• **YOUR INSTRUCTIONS**
Transcribe the section of the passage on drug-resistant diseases below, starting at "Factors contributing to" and ending at "waste management systems.".

• **EXTRACT TO READ**
------------------------------------------------------------
The report stated that drug-resistant diseases cause at least 700,000 deaths globally a year, including 230,000 deaths from multidrug-resistant tuberculosis.

Authors of the report say that resistance to antibiotics, antivirals, antifungals and antiprotozoals is now a “global crisis”, as it is now seen in various countries across all income levels.

“If we are going to develop successful strategies to reduce the impact and spread of antimicrobial resistance the scientists, clinicians, veterinarians, policymakers, and members of the community will have to work together to address the problem from a One Health perspective,” said Melinda Pettigrew, a professor of epidemiology in the Department of Epidemiology of Microbial Diseases at the Yale School of Public Health, according to CNN.

The report said that misuse and overuse of existing antimicrobial agents in humans, animals and plants speed the development and spread of resistance.

Factors contributing to the emergence and spread of drug-resistant pathogens include inadequate access to clean water, sanitation and hygiene; poor infection and disease prevention; lack of equitable access to affordable antimicrobials, vaccines and diagnostics; and weak health, food and feed production, food safety and waste management systems.

The report also provides a summary of five recommendations: accelerate progress (including implementation of One Health National Antimicrobial Resistance Action Plans); innovate to secure the future (including development of new antimicrobials); collaborate for more effective action; invest for sustainable response; and strengthen accountability and global governance.

If nothing is done globally, the authors estimate that up to 10 million people may die annually by 2030 as a result of drug-resistant diseases.

The situation is recognised as dire across organisations.

The World Health Organization reported that the number of drugs in development is inadequate. Although dozens of antibiotics and biologics — medical products made from natural sources — may be in the making, new drugs is said to have only 14 per cent chance of gaining approval for use in humans.
------------------------------------------------------------
• **SOURCE DATA**

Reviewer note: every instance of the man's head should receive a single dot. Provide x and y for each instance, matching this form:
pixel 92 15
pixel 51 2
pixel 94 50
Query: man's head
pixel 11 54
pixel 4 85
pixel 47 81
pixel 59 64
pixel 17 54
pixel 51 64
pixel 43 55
------------------------------------------------------------
• **EXPECTED OUTPUT**
Factors contributing to the emergence and spread of drug-resistant pathogens include inadequate access to clean water, sanitation and hygiene; poor infection and disease prevention; lack of equitable access to affordable antimicrobials, vaccines and diagnostics; and weak health, food and feed production, food safety and waste management systems.